PARTS OF THE EXERCISE:
A) Rewrite the part of the article on airline losses between "Airlines made a" and "best of times.", inclusive, using "industry group" in place of "airline body".
B) Write the next part of the article on airline losses per passenger in 2020, picking up after its final sentence.

DOCUMENT TEXT:

Airlines made a net loss of $71.71 per passenger during 2020, according to global data released by IATA on 3 August, as the Covid-19 pandemic reversed a period of relatively strong financial performance.

In its latest World Air Transport Statistics report, the airline body contrasts last year’s fortunes with an average net profit of nearly $8 per passenger in the five years leading up to 2020, in what it acknowledges is a “high-volume, low-margin” business at the best of times.

“This highlights the financial challenges in the years ahead for airlines, when scaling operations up and repaying costly debt,” says IATA, which currently expects the industry to record a net loss of $47.4 billion in 2021.

The loss per passenger in 2020 corresponds to an overall industry net loss of $126.4 billion for the year. During 2020, IATA’s forecast for the overall loss was adjusted upwards several times as the year progressed and prospects for a meaningful recovery diminished. In June 2020, for example, it projected a net loss of $84 billion for the full year, while in November it forecast a loss of $118 billion.

Going into 2020, it had projected an industry net profit of $29.3 billion, which would have been an improvement on the $25.9 billion profit recorded in 2019.

Split by region, Asia-Pacific registered the smallest loss per passenger in 2020, at $39.54, as domestic markets proved resilient to the crisis, closely followed by carriers in Africa with a loss of $41.33 per traveller.

Figures were significantly worse for other regions, at $66.35 in North America and $66.67 in Europe. The Middle East net loss was $73.19 per passenger, while carriers in Latin America faced the highest loss at $89.45.

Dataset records
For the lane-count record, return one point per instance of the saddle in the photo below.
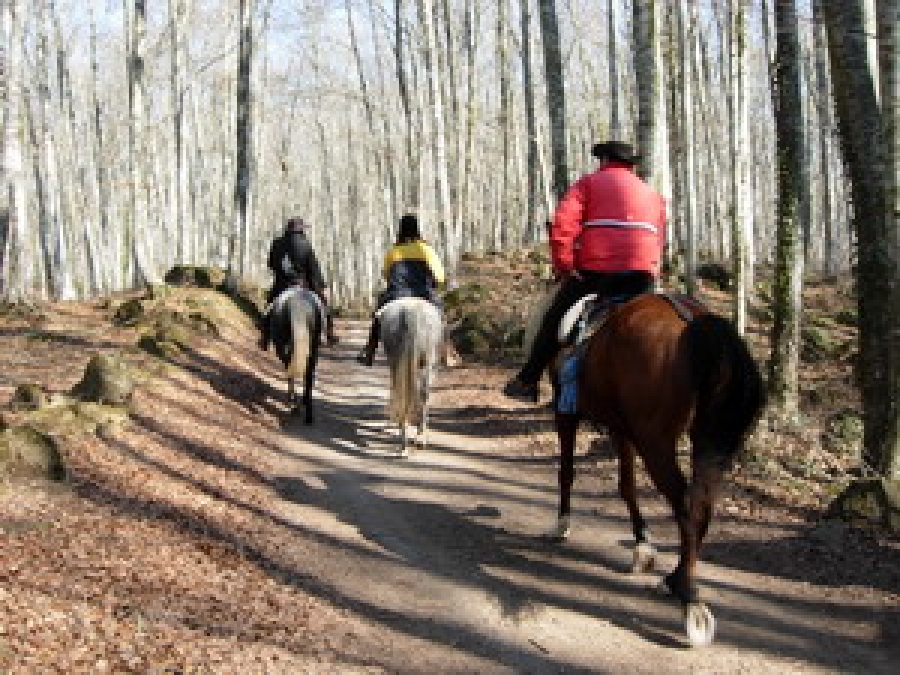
(589, 314)
(585, 318)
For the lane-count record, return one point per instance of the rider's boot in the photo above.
(330, 336)
(367, 355)
(264, 338)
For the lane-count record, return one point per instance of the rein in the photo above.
(685, 306)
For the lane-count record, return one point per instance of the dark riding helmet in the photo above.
(409, 229)
(296, 224)
(615, 151)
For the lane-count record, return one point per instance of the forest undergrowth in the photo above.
(160, 549)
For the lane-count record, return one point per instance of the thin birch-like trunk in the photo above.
(556, 95)
(784, 359)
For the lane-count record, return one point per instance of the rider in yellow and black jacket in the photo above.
(411, 269)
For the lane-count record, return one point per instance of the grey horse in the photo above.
(296, 326)
(411, 332)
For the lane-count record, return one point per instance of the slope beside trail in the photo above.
(213, 532)
(443, 552)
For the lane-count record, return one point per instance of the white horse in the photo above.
(411, 332)
(296, 320)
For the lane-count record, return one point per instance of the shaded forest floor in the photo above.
(159, 551)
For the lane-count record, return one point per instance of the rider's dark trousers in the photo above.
(265, 319)
(604, 284)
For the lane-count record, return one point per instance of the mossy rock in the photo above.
(28, 397)
(130, 313)
(75, 418)
(168, 340)
(477, 334)
(871, 503)
(26, 452)
(157, 292)
(106, 380)
(21, 310)
(467, 294)
(539, 257)
(194, 275)
(249, 298)
(847, 317)
(817, 344)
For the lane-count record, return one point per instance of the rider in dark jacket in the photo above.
(294, 263)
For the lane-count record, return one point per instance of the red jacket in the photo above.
(609, 221)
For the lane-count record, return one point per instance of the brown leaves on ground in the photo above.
(162, 554)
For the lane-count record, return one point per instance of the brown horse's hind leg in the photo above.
(644, 555)
(662, 465)
(566, 429)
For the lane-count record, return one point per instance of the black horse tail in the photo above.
(727, 384)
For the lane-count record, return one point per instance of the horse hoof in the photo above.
(561, 530)
(644, 559)
(699, 623)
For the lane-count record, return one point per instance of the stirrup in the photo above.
(521, 391)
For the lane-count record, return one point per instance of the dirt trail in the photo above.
(440, 557)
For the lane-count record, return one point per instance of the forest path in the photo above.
(440, 555)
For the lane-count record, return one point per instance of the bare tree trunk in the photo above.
(784, 360)
(741, 238)
(884, 449)
(690, 215)
(556, 95)
(615, 115)
(244, 139)
(439, 135)
(16, 252)
(534, 230)
(139, 186)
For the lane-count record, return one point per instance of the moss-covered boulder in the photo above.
(474, 335)
(168, 339)
(157, 292)
(462, 296)
(539, 257)
(106, 379)
(130, 313)
(817, 344)
(28, 396)
(193, 275)
(870, 503)
(26, 452)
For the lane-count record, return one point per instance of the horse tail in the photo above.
(405, 370)
(728, 387)
(300, 337)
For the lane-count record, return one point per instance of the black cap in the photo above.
(296, 224)
(615, 151)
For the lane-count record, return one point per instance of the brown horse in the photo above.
(651, 374)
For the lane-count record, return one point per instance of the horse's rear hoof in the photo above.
(699, 624)
(561, 531)
(644, 558)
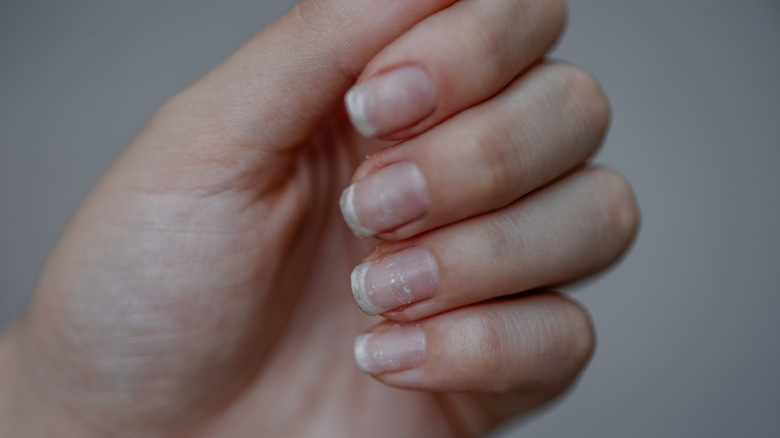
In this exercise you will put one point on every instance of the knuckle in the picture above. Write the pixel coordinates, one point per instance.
(486, 346)
(588, 98)
(502, 162)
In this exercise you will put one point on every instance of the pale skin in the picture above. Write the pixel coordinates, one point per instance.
(202, 289)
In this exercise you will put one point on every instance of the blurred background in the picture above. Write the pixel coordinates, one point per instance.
(688, 323)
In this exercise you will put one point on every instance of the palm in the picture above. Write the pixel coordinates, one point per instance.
(248, 315)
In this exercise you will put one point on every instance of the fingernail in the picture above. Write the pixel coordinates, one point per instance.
(402, 278)
(392, 101)
(389, 197)
(396, 349)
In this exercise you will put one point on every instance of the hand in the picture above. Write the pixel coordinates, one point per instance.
(202, 289)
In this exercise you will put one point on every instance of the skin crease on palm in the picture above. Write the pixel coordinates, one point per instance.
(202, 288)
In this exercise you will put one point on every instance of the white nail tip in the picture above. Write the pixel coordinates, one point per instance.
(356, 109)
(362, 358)
(360, 292)
(347, 204)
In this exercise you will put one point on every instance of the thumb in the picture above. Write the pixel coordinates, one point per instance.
(285, 81)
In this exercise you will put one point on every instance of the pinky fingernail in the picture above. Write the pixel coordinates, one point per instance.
(396, 349)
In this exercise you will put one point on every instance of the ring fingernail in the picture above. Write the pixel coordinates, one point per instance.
(389, 197)
(392, 101)
(396, 349)
(402, 278)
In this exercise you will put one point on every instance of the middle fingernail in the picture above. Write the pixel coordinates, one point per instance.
(402, 278)
(392, 101)
(389, 197)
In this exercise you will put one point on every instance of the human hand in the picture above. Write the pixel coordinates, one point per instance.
(202, 287)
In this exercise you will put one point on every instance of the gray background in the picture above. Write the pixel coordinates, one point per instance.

RESPONSES PER TASK:
A)
Airlines made a net loss of $71.71 per passenger during 2020, according to global data released by IATA on 3 August, as the Covid-19 pandemic reversed a period of relatively strong financial performance.

In its latest World Air Transport Statistics report, the industry group contrasts last year’s fortunes with an average net profit of nearly $8 per passenger in the five years leading up to 2020, in what it acknowledges is a “high-volume, low-margin” business at the best of times.

B)
Lufthansa parked aircraft

Source: Lufthansa

Airlines in Europe were hit by particularly steep falls in revenue

Operating margins were similarly bleak, IATA data shows, with an industry-wide figure of -28.2% in 2020 – a sharp reversal of the positive trend leading up to the crisis, when the average margin was around 7%.

An operating margin of -30% in North America reflected carriers cutting costs “significantly less” than those in other regions, IATA says, although their revenues were higher than the industry trend.

Carriers in Asia-Pacific were also slow to cut costs, the airline body states, leading to an operating margin of -26.8%.

That was better than the margin seen in Europe of -30.4%, as the region was hit by a steeper fall in revenue than that seen elsewhere.

The Middle East and Africa did better when it came to operating margins for the year, at -18.7% and -19.3% respectively, while Latin America trailed the pack at -32.6%, amid a steeper fall in revenues compared with most regions.